Record set -
------------------------------------

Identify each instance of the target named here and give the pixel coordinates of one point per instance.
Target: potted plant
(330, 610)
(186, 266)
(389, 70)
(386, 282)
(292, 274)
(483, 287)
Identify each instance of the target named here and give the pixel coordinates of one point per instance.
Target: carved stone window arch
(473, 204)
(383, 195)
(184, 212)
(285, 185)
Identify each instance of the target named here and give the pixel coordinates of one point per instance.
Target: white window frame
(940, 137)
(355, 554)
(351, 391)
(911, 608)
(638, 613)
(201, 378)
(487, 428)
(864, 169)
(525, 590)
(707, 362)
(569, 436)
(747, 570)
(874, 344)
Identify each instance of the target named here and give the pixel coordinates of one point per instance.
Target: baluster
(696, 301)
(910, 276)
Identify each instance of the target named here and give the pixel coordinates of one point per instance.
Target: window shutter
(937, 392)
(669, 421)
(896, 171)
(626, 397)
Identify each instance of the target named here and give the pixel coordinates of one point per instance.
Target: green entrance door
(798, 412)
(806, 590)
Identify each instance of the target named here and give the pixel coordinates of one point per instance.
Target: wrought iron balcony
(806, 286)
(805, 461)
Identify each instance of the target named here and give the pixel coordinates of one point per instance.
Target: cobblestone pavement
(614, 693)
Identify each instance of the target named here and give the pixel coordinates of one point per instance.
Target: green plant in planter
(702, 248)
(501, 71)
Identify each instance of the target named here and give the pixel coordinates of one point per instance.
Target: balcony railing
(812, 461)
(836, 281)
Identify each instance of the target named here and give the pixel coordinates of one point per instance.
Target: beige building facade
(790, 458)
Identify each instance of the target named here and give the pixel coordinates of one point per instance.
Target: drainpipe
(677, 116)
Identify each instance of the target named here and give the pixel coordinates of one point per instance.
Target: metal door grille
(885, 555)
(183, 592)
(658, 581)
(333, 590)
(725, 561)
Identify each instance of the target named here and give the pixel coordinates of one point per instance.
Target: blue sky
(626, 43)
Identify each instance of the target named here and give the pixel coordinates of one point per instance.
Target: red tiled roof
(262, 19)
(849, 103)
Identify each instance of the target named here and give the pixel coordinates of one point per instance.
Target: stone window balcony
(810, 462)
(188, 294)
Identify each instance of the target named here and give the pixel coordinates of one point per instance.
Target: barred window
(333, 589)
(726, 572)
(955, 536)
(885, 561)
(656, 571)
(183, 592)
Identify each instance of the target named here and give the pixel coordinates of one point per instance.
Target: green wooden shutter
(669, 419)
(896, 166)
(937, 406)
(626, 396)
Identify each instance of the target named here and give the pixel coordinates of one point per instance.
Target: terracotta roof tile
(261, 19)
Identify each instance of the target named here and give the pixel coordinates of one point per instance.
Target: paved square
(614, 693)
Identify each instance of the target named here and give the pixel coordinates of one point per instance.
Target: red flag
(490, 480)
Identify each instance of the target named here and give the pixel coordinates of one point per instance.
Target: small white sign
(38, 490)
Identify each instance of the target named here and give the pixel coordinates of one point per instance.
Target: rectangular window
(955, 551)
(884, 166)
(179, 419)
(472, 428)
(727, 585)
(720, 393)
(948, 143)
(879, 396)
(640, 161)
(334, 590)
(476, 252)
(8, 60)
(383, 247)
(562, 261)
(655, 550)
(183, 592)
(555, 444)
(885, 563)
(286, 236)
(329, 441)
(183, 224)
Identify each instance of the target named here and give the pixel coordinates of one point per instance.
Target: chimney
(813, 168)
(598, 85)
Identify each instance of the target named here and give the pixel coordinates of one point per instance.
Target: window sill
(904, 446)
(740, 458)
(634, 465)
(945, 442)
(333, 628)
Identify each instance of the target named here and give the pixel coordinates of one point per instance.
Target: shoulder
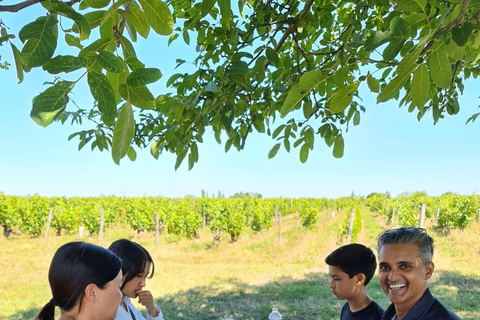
(438, 311)
(374, 311)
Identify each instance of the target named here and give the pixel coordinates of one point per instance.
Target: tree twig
(19, 6)
(448, 27)
(25, 4)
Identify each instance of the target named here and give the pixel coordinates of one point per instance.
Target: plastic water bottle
(275, 315)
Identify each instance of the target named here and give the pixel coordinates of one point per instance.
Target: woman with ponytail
(85, 281)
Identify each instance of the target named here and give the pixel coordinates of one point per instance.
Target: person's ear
(360, 279)
(429, 270)
(124, 278)
(90, 293)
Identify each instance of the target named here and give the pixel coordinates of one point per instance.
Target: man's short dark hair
(354, 259)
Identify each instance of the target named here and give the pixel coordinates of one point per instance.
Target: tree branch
(22, 5)
(293, 27)
(19, 6)
(448, 27)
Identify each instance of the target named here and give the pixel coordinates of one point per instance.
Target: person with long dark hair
(136, 267)
(85, 281)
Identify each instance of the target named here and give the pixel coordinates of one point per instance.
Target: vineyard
(228, 216)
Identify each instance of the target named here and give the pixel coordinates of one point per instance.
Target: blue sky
(389, 150)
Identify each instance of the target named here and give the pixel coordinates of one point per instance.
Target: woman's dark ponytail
(47, 312)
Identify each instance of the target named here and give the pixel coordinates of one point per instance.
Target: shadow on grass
(306, 299)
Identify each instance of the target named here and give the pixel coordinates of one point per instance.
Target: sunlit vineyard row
(231, 216)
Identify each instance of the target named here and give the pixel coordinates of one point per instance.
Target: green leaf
(116, 79)
(102, 91)
(135, 64)
(373, 84)
(96, 46)
(132, 154)
(139, 20)
(420, 88)
(456, 52)
(307, 82)
(393, 48)
(273, 151)
(461, 35)
(128, 50)
(338, 146)
(226, 12)
(272, 56)
(18, 62)
(377, 39)
(107, 28)
(194, 152)
(41, 42)
(393, 87)
(158, 16)
(111, 62)
(64, 64)
(94, 18)
(112, 11)
(180, 156)
(123, 133)
(343, 97)
(304, 150)
(238, 67)
(65, 10)
(398, 27)
(73, 41)
(36, 29)
(97, 4)
(404, 70)
(142, 77)
(411, 5)
(155, 149)
(51, 103)
(206, 7)
(140, 97)
(440, 68)
(211, 87)
(356, 118)
(277, 131)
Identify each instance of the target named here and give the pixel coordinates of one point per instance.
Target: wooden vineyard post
(393, 215)
(278, 216)
(350, 226)
(422, 216)
(204, 217)
(157, 229)
(49, 220)
(100, 233)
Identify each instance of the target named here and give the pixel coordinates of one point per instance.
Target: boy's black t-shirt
(371, 312)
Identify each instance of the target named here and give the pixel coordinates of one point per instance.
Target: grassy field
(245, 279)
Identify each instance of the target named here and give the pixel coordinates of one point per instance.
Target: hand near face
(145, 298)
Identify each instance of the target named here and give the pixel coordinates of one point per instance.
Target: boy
(351, 268)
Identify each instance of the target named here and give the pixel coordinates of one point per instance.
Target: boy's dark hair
(354, 259)
(134, 258)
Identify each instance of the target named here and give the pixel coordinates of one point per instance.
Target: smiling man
(405, 266)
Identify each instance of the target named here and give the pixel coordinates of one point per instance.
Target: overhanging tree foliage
(257, 61)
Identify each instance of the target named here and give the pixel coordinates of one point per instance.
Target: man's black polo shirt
(427, 308)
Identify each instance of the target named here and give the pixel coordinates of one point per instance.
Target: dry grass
(244, 279)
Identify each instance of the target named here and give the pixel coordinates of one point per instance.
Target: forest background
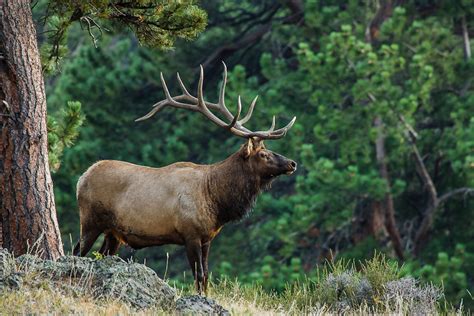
(384, 135)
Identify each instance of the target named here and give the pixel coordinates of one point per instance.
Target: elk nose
(292, 164)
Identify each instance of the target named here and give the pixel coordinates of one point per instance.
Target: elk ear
(248, 148)
(257, 143)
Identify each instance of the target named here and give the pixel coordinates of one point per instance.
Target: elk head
(264, 162)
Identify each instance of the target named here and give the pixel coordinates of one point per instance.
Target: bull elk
(183, 203)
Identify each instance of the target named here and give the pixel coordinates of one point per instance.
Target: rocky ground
(106, 279)
(112, 286)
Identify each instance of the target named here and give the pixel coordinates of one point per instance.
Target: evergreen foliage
(323, 70)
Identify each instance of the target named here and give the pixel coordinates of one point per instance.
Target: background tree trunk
(27, 209)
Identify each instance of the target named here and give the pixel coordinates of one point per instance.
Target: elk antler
(198, 104)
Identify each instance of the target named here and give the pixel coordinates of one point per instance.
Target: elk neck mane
(233, 188)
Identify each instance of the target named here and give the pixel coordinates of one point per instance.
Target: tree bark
(27, 210)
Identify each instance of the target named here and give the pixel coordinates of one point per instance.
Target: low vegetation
(374, 286)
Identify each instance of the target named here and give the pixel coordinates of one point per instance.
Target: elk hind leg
(194, 254)
(110, 245)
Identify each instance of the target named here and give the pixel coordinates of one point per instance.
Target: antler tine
(287, 127)
(221, 104)
(236, 117)
(198, 104)
(183, 87)
(273, 124)
(249, 113)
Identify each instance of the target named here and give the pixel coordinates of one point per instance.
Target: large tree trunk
(27, 210)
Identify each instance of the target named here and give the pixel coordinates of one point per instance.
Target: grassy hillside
(30, 285)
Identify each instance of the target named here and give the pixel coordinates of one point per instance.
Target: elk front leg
(194, 253)
(205, 255)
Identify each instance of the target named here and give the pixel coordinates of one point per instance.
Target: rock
(199, 305)
(107, 278)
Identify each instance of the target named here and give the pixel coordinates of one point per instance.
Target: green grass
(371, 287)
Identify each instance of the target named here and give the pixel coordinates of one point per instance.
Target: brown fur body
(183, 203)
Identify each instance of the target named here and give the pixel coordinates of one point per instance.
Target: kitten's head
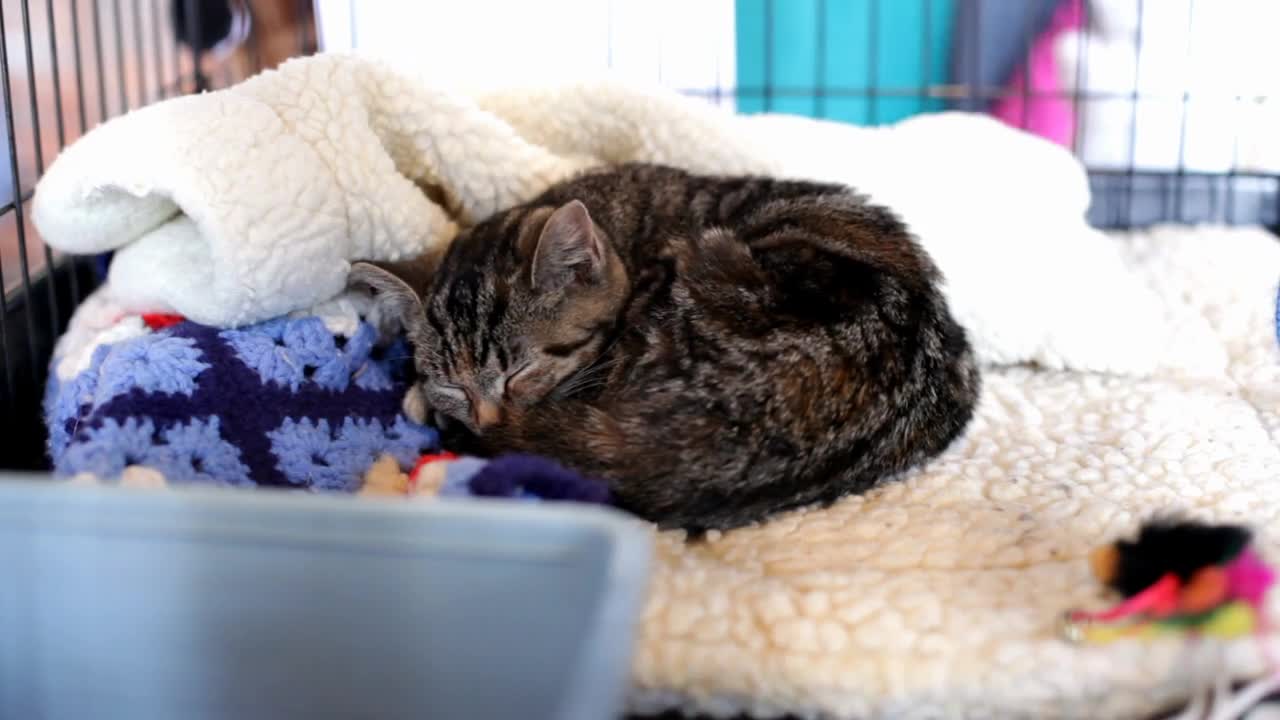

------------------------------------

Task description - Return each line of the records above that contains the string "shutter", copying each one in full.

Correct answer -
Target: window shutter
Target: green wooden shutter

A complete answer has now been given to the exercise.